*** Data for this exercise ***

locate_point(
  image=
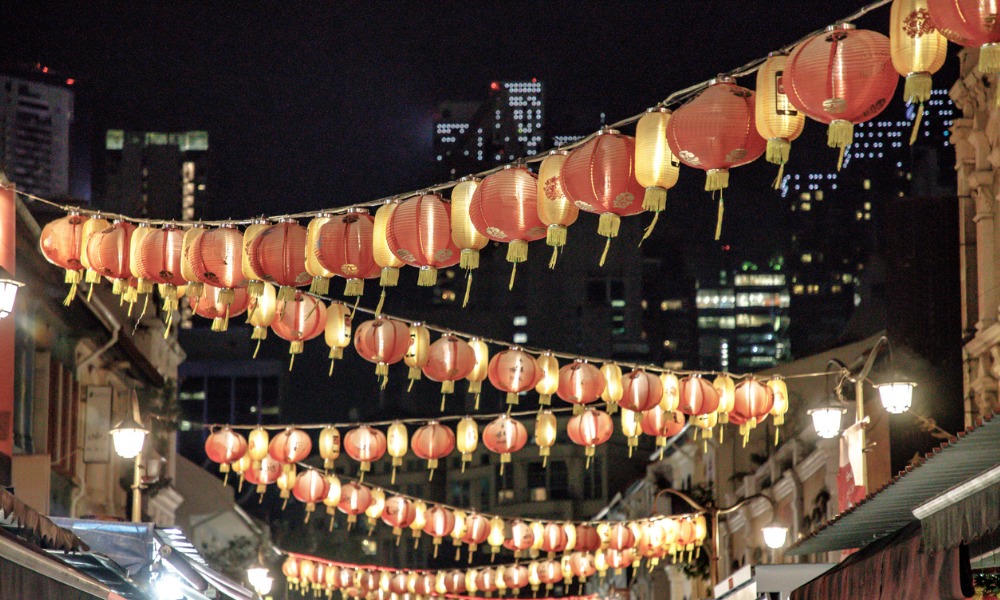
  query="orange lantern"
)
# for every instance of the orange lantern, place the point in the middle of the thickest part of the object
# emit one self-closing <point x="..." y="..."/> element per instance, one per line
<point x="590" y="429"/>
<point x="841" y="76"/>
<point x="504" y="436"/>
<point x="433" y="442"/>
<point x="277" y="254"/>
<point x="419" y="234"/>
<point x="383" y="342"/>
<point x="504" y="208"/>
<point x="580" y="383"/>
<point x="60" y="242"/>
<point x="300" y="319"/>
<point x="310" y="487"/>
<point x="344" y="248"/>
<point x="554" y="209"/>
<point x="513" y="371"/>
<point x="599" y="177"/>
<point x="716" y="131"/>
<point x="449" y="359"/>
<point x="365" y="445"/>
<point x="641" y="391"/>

***
*** Data for this exercise ***

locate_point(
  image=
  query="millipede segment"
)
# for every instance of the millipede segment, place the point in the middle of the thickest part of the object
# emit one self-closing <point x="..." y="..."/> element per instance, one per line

***

_Task to complete:_ How many lines in the entries above contain the word "every"? Reply with the number only.

_Result of the task:_ 2